• The task
Would you repeat all the lines below, exactly as they stand?

Point-per-instance localization data
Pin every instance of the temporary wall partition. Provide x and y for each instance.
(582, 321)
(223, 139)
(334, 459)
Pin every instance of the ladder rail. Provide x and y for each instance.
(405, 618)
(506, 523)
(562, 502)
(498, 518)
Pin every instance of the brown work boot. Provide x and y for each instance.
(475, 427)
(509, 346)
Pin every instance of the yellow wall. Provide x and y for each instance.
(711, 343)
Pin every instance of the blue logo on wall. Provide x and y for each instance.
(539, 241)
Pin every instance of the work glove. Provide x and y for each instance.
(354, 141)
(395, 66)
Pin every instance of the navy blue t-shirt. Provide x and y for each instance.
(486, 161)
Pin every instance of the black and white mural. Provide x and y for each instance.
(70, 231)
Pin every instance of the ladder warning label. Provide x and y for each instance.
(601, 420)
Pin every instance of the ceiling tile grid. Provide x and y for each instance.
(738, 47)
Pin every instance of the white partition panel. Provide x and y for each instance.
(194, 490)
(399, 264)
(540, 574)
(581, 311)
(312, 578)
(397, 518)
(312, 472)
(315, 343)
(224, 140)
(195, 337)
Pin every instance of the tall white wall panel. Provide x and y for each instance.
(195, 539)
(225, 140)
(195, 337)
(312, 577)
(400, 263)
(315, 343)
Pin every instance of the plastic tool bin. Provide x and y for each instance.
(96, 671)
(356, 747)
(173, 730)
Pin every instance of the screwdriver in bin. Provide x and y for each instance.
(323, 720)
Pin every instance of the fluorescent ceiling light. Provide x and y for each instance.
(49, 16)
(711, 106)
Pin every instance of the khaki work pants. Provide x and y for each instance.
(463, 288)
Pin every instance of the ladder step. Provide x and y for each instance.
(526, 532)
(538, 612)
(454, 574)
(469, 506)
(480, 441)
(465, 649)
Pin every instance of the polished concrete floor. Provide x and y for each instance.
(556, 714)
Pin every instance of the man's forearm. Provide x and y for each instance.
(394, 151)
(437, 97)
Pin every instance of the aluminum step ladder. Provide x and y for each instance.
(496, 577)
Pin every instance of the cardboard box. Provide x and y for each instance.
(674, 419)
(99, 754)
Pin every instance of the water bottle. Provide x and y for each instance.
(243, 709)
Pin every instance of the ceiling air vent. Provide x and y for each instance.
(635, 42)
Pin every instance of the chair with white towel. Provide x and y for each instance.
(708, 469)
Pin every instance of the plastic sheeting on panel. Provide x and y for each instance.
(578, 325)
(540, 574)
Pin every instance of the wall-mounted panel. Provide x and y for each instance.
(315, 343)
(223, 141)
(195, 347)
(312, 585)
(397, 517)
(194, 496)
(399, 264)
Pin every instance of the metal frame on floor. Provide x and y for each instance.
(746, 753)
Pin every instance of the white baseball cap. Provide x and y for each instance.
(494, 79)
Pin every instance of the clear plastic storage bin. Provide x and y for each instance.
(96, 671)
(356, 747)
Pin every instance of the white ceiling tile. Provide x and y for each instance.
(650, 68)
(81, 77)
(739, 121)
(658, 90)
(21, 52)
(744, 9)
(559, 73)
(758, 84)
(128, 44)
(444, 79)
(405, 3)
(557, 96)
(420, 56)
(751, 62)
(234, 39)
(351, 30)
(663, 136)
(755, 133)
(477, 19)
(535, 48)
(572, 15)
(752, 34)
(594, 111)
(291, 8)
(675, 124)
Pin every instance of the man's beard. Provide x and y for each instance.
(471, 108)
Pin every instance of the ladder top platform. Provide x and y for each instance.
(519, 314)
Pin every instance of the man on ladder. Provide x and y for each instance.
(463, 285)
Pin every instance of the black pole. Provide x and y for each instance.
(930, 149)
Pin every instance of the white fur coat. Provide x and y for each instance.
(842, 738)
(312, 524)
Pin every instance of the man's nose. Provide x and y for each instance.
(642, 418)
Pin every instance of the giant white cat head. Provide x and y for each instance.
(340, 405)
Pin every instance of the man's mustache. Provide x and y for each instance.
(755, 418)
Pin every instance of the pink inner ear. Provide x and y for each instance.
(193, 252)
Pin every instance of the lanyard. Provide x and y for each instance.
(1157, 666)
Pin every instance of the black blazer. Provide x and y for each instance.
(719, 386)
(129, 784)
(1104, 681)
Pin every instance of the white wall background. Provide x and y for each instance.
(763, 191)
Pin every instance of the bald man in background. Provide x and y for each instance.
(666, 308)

• Answer area
Pin every instance of the temporary wall partition. Provide x and y for each instance.
(582, 321)
(223, 139)
(334, 459)
Pin every instance of the ladder rail. Provide x and y for each instance.
(405, 618)
(506, 523)
(562, 502)
(498, 518)
Pin every instance of the brown work boot. Provide x and y for each instance.
(475, 427)
(509, 346)
Pin every instance of the yellow wall. Provide x and y for each instance.
(711, 343)
Pin every instance of the blue logo on wall. Provide x and y for each instance.
(539, 241)
Pin every instance of the work glove. Provide x and y for each instance.
(354, 141)
(395, 66)
Pin every instance of the navy blue t-shirt. Provide x and y for each instance.
(486, 161)
Pin every instance of the black and white mural. Provide x and y for each instance.
(70, 231)
Pin every instance of the ladder warning label. Provide x and y for each instance.
(601, 420)
Pin every instance of the ceiling tile grid. Provide x and y for each instance.
(738, 47)
Pin every instance of the white partition panel. Provide x and y for each instance.
(194, 490)
(399, 264)
(540, 574)
(581, 311)
(312, 578)
(397, 518)
(312, 472)
(315, 343)
(224, 140)
(195, 337)
Pin every instance of the tall white wall panel. Provide x and y for each instance.
(195, 539)
(225, 140)
(195, 337)
(312, 577)
(400, 263)
(315, 343)
Pin every instance of the plastic tool bin. Provide x and y for each instance.
(96, 671)
(356, 747)
(173, 730)
Pin every instance of the screwdriver in bin. Provide x and y for each instance.
(323, 720)
Pin every instance of the fluorescent ceiling light. Provide x and y for each instance.
(49, 16)
(711, 106)
Pin every instance of the khaki work pants. Provide x and y for each instance.
(463, 288)
Pin every instance of the ladder step. Provide x and y for each instance.
(526, 532)
(538, 612)
(454, 574)
(469, 506)
(480, 441)
(465, 649)
Pin every instance of the polished concrete floor. Provide x and y for each instance.
(556, 714)
Pin every instance of the man's forearm. Provide x and y for each instance.
(394, 151)
(437, 97)
Pin every instance of the aluminum step ladder. Provide x and y for each instance.
(496, 577)
Pin every instance of the cardboard box. Provide x and y for each instance.
(674, 419)
(99, 754)
Pin every instance of the water bottle. Provide x and y for each instance.
(243, 709)
Pin every instance of the ceiling air vent. Provide x and y for each instance.
(635, 42)
Pin every instance of the chair with white towel. Provide x and y for each instance.
(708, 469)
Pin every instance of the plastic sheeting on panel. Provide x and y for each instance.
(578, 325)
(540, 574)
Pin every instance of the wall-mounted panel. Provide x and y for each instance.
(315, 343)
(223, 141)
(195, 347)
(312, 585)
(397, 517)
(194, 496)
(399, 264)
Pin every instance of the metal frame on floor. Provide x and y for each instance.
(746, 753)
Pin every instance of the white baseball cap. Provide x and y for each instance.
(494, 79)
Pin every instance of the clear plastic storage bin. Provide x and y for each instance.
(96, 671)
(356, 747)
Pin every instance of the white ceiling tile. Provide x and y for each instance.
(650, 68)
(81, 77)
(739, 121)
(658, 90)
(21, 52)
(744, 9)
(559, 73)
(758, 84)
(128, 44)
(444, 79)
(405, 3)
(557, 96)
(420, 56)
(751, 62)
(234, 39)
(351, 30)
(663, 136)
(755, 133)
(477, 19)
(535, 48)
(572, 15)
(752, 34)
(594, 111)
(291, 8)
(675, 124)
Pin every instance of the man's beard. Provide x and y for each instance.
(471, 108)
Pin every instance of the ladder top platform. Provide x and y for each instance.
(519, 314)
Pin every instance of the man on ladder. Provide x and y for each instance.
(463, 285)
Pin every instance of the black pole. Provide x and y for each instance.
(930, 149)
Pin every instance of the white fur coat. Provide x and y for each instance.
(842, 738)
(312, 524)
Pin every instance of the man's nose. Provide x and y for each instance.
(642, 418)
Pin every instance of the giant white cat head. Provide x and y for each instance.
(340, 405)
Pin every instance of the man's mustache. Provide x and y for each instance.
(755, 418)
Pin every instance of the pink inner ear. Provide x and y for each instance.
(193, 252)
Pin every instance of the lanyard. Provide x and y for each instance.
(1157, 666)
Pin every instance of the black blazer. Provide x and y for each instance.
(719, 386)
(129, 784)
(1104, 681)
Pin every instance of the white wall background. Provide x and y for each instance.
(763, 191)
Pin every instance of the bald man in background. Provide x and y for each instance.
(666, 308)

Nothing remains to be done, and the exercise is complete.